_DIRECTIONS_:
Please repeat, from the entries that follow, the lines from the one containing "Target: snowfield" through the one containing "Target: jagged summit" exactly, adding nothing.

_RECORDS FOR THE EXERCISE_:

'''

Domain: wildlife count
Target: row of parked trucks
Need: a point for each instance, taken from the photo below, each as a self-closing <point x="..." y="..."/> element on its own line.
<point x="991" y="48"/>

'''
'''

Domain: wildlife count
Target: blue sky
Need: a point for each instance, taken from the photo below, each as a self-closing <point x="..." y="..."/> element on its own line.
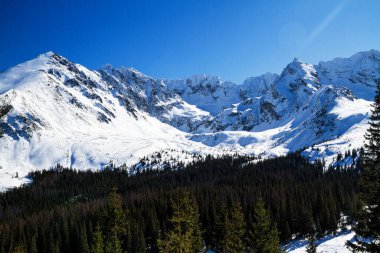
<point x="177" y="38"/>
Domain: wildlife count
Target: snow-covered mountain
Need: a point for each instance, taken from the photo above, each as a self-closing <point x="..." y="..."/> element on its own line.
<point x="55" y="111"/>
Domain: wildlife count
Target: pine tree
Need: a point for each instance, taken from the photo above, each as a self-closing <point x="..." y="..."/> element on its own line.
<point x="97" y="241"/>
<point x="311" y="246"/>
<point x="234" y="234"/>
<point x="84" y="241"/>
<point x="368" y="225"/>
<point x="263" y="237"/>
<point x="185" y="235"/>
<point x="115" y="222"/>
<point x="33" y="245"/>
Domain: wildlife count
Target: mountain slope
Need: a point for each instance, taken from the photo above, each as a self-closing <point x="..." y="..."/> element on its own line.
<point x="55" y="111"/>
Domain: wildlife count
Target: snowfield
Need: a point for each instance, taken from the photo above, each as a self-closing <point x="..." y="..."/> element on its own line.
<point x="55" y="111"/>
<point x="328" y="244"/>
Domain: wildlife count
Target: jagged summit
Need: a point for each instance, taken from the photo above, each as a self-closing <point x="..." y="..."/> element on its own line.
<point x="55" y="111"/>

'''
'''

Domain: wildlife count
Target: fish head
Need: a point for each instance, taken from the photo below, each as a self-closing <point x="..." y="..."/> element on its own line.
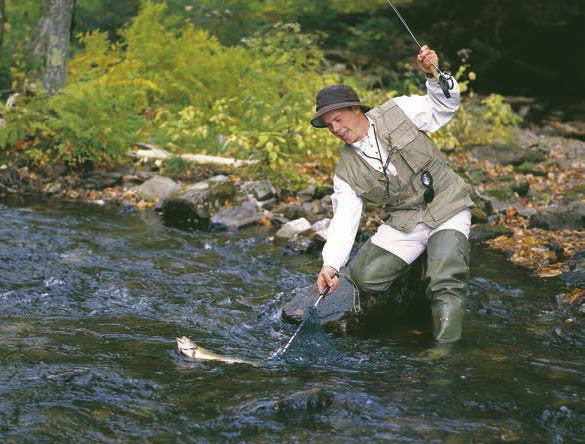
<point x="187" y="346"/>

'''

_ANSWER FOR THIS EXERCISE_:
Target: snowfield
Need: a point for each instance, taken from the photo above, each as a self-closing <point x="..." y="..."/> element on its own line.
<point x="55" y="111"/>
<point x="328" y="244"/>
Domain: wildlife count
Target: jagged summit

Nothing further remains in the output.